*Task objective:* Write out exactly the lines running from the line that includes "Please put a point on each instance of the aircraft" to the end of the data, both ends included, and nothing besides.

*The input:*
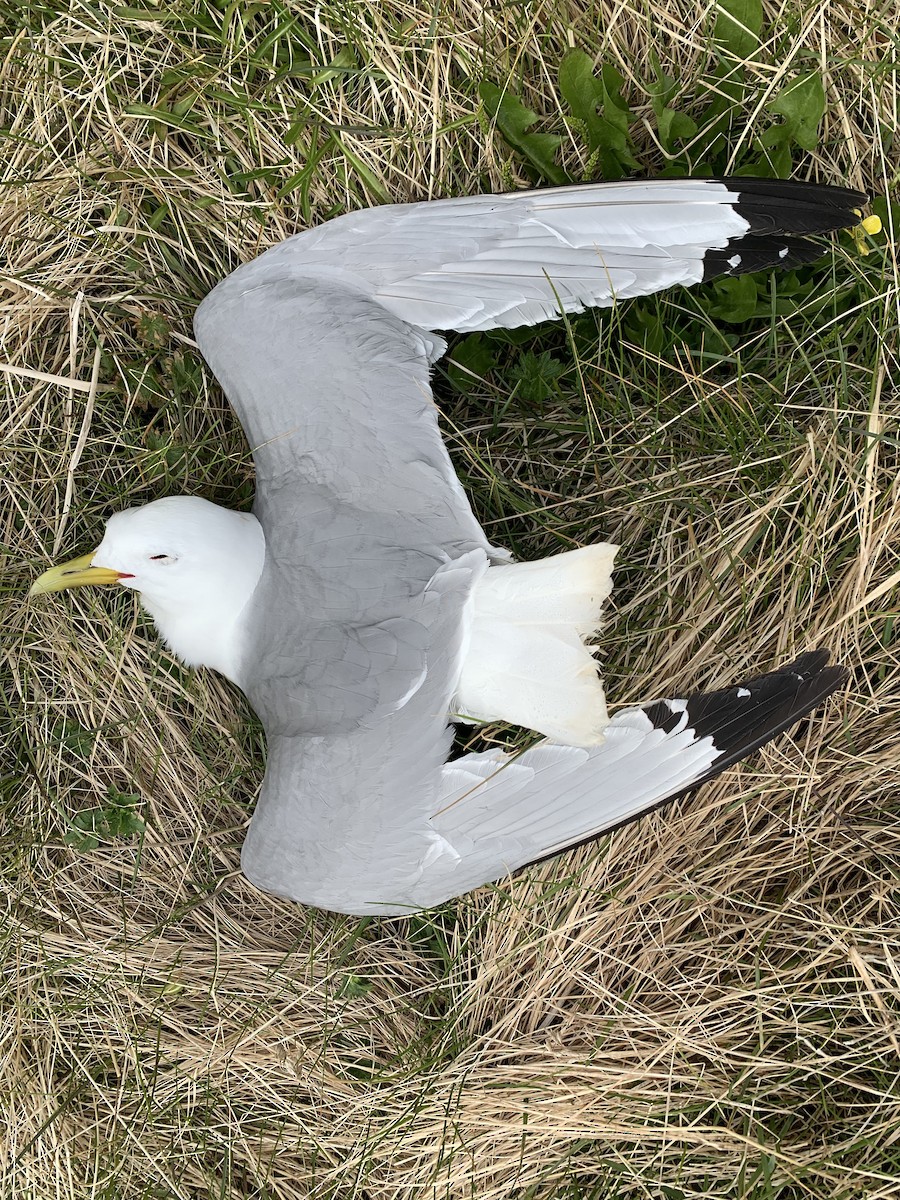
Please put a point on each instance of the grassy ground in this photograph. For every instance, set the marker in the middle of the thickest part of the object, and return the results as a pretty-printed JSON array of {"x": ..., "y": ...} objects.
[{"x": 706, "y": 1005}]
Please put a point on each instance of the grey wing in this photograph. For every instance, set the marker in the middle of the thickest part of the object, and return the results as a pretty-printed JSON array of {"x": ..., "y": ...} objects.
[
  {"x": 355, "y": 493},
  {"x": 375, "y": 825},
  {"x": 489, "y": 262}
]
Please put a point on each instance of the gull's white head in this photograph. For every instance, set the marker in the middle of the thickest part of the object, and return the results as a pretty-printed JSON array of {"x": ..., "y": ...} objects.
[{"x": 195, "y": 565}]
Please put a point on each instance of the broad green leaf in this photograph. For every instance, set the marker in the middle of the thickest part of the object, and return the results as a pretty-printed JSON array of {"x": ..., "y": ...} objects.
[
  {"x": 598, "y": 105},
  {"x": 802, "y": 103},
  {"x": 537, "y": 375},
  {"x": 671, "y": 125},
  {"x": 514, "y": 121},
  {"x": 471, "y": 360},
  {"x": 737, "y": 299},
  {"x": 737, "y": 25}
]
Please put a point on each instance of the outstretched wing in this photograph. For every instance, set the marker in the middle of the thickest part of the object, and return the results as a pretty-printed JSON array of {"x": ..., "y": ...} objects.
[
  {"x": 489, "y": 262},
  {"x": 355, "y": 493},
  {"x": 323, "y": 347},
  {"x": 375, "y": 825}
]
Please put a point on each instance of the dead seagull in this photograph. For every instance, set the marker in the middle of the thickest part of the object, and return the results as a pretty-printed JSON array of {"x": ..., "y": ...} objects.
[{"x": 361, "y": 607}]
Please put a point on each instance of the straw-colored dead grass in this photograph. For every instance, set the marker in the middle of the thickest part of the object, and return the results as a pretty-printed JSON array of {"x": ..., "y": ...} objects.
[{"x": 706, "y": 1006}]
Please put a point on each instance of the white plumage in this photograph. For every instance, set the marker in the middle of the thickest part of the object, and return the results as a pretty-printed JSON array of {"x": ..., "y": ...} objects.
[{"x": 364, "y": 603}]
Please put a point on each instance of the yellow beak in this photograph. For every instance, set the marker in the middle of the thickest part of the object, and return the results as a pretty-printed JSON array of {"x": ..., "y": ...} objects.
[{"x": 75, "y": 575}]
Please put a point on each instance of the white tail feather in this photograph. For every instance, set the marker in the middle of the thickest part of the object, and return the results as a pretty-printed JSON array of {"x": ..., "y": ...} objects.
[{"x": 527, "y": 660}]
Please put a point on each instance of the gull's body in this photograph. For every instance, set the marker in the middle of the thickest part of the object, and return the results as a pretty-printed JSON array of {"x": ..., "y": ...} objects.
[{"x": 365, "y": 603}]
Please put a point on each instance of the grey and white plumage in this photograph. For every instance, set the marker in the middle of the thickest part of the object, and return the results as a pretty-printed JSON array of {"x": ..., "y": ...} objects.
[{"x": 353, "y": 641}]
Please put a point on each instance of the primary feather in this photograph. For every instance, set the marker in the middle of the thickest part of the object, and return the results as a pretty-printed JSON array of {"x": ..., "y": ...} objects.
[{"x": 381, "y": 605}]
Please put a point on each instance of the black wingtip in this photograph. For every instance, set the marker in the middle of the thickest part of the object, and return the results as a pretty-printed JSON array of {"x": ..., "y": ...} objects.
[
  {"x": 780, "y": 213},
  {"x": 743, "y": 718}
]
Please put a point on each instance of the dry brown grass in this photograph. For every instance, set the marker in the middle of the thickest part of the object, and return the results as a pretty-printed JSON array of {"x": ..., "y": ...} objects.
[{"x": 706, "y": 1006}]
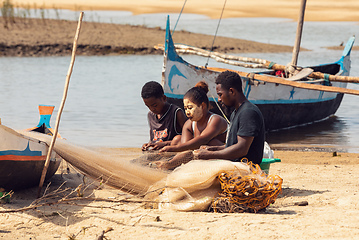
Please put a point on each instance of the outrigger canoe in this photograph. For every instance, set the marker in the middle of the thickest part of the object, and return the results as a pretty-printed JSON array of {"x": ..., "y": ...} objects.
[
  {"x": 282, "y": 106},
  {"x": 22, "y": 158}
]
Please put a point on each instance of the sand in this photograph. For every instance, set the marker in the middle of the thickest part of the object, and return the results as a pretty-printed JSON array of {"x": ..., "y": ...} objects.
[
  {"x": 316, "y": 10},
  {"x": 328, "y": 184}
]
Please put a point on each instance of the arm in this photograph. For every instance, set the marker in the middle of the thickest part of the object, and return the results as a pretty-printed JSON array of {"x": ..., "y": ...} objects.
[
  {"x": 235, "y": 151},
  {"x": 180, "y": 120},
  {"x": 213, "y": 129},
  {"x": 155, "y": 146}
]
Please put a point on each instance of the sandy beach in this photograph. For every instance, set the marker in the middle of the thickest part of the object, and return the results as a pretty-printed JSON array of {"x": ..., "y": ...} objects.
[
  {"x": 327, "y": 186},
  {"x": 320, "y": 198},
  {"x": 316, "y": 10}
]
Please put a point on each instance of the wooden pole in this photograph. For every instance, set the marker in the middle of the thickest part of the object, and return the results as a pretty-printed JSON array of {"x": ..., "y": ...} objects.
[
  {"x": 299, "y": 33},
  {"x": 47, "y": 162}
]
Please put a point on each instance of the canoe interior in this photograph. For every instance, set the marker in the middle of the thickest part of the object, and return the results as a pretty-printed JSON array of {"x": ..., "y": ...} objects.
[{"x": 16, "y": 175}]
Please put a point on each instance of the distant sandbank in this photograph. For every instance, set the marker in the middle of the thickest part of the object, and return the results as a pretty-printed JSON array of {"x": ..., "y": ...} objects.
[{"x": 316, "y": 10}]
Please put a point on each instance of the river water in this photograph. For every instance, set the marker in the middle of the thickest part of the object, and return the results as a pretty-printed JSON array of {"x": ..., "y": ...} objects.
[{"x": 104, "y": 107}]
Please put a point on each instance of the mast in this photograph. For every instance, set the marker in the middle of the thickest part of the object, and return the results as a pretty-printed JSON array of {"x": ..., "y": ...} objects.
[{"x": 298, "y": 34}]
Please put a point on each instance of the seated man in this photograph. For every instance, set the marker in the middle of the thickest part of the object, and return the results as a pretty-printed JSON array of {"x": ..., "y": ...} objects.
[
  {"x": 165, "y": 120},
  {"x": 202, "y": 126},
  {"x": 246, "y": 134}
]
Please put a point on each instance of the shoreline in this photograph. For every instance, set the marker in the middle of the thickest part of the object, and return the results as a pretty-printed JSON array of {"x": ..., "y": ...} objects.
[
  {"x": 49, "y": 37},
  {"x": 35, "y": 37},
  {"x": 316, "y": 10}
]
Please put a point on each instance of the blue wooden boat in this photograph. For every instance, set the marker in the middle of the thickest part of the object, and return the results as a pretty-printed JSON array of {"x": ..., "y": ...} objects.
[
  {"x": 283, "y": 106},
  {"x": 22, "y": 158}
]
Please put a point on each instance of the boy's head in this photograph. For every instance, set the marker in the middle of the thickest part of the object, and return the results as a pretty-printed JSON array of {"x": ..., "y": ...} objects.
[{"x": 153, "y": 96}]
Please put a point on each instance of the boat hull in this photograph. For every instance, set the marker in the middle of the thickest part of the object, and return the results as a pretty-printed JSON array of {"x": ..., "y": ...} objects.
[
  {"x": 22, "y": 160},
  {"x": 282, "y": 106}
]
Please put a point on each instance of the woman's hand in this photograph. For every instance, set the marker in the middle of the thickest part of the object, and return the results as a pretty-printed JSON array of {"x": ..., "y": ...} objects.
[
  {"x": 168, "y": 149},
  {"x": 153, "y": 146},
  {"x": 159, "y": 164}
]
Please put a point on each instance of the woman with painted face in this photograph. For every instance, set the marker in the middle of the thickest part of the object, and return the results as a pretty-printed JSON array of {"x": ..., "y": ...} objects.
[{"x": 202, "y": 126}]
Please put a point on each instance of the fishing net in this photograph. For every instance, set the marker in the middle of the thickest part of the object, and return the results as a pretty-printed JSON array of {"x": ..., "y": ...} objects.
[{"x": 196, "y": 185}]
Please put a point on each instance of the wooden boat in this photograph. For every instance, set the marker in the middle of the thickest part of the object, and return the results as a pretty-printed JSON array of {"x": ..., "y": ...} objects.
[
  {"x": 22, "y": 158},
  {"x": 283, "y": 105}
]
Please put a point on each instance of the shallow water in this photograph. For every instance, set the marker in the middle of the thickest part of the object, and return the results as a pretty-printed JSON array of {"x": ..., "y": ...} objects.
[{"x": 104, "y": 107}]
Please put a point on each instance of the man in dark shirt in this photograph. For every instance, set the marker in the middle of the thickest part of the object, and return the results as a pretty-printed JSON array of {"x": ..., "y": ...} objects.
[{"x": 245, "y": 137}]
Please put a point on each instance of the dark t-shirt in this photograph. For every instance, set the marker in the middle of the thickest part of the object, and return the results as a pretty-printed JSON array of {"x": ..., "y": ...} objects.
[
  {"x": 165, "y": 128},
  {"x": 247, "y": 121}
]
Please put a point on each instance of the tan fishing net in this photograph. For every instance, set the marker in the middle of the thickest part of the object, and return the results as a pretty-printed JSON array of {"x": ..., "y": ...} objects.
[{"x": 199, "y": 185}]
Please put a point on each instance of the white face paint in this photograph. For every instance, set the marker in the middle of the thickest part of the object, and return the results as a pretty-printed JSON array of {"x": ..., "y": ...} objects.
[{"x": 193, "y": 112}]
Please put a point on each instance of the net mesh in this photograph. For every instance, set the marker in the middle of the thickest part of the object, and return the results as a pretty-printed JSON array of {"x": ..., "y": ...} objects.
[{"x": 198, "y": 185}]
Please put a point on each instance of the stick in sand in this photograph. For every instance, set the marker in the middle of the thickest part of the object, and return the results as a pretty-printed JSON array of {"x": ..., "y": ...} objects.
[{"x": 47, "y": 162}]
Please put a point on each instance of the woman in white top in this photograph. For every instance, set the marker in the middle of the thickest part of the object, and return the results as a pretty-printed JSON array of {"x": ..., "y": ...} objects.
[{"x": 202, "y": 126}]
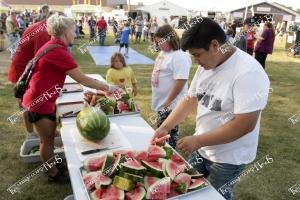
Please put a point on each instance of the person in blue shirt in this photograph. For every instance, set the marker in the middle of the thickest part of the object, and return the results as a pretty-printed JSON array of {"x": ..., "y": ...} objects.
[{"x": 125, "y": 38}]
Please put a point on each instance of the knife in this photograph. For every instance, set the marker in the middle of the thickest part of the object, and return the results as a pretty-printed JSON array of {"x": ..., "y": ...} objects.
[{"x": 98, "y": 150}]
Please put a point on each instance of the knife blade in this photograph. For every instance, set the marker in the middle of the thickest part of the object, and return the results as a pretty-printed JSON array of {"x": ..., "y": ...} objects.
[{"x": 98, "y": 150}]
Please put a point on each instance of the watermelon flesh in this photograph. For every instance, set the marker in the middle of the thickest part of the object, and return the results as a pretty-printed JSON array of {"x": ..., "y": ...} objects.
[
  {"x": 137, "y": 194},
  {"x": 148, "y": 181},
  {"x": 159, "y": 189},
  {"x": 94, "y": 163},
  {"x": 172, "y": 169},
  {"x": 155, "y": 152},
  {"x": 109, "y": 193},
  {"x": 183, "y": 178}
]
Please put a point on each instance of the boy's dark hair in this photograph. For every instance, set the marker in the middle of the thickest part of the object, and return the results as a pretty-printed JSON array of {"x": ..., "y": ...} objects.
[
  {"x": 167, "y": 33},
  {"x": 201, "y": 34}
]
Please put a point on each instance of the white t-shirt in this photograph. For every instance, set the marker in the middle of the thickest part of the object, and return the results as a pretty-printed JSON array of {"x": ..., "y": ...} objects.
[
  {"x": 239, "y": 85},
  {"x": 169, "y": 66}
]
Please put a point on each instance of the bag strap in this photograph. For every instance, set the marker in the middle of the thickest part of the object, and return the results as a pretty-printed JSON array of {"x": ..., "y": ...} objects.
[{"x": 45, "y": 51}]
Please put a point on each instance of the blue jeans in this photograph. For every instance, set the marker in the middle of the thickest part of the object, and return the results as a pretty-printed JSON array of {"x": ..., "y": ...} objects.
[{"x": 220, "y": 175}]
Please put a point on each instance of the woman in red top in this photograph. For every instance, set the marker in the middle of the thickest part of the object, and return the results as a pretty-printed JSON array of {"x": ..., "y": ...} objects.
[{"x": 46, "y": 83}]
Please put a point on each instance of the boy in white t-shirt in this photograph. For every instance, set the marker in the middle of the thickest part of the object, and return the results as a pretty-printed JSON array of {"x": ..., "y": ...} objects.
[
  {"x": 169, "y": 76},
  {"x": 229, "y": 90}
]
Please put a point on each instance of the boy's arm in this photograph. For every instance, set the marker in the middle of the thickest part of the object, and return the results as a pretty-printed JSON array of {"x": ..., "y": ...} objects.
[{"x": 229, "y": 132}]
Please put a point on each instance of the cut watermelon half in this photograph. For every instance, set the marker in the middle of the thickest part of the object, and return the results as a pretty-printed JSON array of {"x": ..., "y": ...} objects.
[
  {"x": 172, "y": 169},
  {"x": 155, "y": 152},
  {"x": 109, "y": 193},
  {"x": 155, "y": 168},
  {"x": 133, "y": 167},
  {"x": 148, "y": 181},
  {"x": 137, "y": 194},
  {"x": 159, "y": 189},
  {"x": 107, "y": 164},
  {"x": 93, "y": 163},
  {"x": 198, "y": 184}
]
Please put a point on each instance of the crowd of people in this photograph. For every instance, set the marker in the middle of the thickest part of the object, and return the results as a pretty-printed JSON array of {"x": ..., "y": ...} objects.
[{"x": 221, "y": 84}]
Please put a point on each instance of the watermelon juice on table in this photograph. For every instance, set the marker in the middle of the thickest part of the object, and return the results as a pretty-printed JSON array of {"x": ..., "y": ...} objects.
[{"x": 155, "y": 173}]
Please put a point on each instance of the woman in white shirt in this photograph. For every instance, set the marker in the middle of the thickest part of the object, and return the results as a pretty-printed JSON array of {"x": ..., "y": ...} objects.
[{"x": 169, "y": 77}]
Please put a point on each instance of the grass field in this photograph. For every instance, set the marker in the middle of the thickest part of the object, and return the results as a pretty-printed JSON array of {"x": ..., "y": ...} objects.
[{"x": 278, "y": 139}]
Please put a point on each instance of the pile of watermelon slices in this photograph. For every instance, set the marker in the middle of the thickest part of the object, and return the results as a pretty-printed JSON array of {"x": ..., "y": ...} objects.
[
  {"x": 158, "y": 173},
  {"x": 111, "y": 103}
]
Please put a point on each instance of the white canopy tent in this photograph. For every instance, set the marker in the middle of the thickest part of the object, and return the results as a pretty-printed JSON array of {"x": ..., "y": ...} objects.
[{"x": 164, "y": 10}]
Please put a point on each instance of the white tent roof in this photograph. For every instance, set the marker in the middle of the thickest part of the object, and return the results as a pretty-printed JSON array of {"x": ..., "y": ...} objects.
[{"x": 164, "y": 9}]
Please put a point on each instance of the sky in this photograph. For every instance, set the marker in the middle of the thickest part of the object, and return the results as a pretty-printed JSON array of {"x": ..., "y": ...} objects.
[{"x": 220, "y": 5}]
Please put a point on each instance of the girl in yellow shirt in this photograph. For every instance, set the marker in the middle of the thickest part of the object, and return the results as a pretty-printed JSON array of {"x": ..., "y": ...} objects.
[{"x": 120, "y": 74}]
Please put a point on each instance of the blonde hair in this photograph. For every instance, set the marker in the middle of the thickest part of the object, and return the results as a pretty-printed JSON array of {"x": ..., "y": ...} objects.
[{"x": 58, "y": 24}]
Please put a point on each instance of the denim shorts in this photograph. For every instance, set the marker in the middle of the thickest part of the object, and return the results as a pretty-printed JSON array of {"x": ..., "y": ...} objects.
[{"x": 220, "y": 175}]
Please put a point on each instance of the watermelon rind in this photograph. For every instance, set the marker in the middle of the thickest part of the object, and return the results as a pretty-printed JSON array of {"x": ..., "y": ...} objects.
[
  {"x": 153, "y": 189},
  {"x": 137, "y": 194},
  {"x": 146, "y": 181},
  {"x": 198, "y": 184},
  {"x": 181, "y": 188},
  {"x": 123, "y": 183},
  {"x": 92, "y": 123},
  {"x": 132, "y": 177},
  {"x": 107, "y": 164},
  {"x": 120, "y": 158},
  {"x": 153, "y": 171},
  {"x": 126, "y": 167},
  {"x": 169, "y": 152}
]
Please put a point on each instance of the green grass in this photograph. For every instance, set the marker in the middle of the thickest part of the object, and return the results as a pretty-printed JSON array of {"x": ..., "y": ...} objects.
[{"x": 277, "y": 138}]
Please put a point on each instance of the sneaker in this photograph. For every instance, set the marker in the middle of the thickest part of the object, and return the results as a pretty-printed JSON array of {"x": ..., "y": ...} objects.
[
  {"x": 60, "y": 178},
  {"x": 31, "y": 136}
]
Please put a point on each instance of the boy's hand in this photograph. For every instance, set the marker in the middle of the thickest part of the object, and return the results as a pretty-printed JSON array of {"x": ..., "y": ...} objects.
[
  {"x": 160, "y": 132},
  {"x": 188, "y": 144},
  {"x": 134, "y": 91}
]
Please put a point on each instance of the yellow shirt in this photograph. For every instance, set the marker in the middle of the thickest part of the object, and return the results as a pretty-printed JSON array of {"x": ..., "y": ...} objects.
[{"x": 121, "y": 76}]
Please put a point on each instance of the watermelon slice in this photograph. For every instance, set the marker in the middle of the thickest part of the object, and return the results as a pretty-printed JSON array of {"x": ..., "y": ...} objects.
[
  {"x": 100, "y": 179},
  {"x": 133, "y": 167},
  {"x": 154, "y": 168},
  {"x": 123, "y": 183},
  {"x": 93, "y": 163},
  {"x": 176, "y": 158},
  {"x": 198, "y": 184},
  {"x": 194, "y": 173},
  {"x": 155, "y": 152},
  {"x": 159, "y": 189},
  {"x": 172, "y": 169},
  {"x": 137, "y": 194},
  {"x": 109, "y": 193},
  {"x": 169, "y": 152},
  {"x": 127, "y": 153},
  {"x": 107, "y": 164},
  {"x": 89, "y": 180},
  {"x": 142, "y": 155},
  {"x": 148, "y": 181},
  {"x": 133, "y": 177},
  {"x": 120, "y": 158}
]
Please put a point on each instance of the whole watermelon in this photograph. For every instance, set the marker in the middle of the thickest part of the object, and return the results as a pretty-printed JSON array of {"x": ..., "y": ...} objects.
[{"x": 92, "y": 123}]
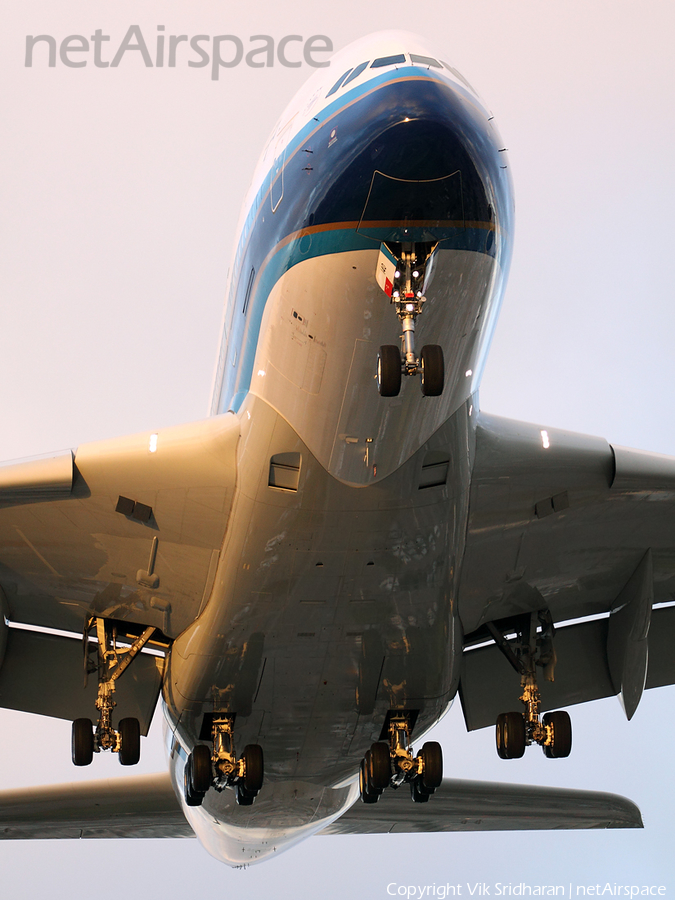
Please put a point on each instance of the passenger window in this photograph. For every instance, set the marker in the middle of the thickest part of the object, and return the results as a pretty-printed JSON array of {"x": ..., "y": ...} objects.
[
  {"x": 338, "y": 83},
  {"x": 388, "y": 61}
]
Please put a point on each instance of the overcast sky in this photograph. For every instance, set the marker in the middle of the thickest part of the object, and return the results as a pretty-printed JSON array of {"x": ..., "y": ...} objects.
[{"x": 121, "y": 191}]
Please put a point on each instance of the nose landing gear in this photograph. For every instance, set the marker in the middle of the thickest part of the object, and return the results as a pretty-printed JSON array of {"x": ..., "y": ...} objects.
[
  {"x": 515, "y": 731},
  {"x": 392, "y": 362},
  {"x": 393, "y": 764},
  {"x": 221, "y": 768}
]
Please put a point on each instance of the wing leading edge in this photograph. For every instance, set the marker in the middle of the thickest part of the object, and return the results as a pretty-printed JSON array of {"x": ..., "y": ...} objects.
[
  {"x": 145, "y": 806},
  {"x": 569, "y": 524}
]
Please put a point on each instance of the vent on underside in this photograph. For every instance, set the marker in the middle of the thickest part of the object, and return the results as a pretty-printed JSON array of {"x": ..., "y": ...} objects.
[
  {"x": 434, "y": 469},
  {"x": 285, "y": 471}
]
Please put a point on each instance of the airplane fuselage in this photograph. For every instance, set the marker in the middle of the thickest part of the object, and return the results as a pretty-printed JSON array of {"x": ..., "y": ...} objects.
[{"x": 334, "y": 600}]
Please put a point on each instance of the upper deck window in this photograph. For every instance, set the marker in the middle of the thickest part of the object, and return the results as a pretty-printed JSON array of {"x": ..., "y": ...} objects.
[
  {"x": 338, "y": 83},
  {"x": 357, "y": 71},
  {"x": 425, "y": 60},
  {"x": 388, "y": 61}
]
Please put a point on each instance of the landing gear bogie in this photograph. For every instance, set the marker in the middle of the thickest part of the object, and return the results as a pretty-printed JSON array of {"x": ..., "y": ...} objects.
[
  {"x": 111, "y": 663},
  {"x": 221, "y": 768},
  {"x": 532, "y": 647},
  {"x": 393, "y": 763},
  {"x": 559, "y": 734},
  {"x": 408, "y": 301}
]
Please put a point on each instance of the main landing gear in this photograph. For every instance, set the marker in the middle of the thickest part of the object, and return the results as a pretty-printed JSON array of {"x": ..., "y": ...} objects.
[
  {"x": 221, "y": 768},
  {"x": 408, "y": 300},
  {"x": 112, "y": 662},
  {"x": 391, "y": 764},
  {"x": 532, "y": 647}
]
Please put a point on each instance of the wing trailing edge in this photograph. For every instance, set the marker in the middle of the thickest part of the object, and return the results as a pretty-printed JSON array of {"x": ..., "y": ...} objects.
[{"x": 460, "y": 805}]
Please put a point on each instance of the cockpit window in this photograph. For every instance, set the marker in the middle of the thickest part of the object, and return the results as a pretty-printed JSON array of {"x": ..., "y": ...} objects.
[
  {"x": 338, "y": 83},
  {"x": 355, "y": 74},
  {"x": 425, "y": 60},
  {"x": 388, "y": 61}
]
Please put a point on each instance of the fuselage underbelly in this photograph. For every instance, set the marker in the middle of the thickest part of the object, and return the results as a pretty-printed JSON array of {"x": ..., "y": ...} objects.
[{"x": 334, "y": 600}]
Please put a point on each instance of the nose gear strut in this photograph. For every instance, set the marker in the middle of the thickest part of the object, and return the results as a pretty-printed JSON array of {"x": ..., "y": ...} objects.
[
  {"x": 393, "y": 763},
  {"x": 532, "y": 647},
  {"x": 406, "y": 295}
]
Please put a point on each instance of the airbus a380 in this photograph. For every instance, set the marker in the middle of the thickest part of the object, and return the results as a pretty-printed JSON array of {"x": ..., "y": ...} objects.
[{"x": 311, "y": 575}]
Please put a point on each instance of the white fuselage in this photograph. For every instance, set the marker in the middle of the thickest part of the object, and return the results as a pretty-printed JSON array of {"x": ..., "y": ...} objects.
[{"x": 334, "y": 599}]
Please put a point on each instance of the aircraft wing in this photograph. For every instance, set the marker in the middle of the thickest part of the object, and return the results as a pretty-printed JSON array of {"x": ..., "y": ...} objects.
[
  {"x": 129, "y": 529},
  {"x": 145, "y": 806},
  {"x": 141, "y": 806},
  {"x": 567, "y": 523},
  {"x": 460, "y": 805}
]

*Answer in full:*
Please put a point on each instance of the aircraft wing in this photograph. For every instance, set the marker in the middle of the thickest part of the object, and return the results as a pretty-printed JSON array of {"x": ..., "y": ...} objects.
[
  {"x": 129, "y": 529},
  {"x": 145, "y": 806},
  {"x": 141, "y": 806},
  {"x": 567, "y": 523},
  {"x": 460, "y": 805}
]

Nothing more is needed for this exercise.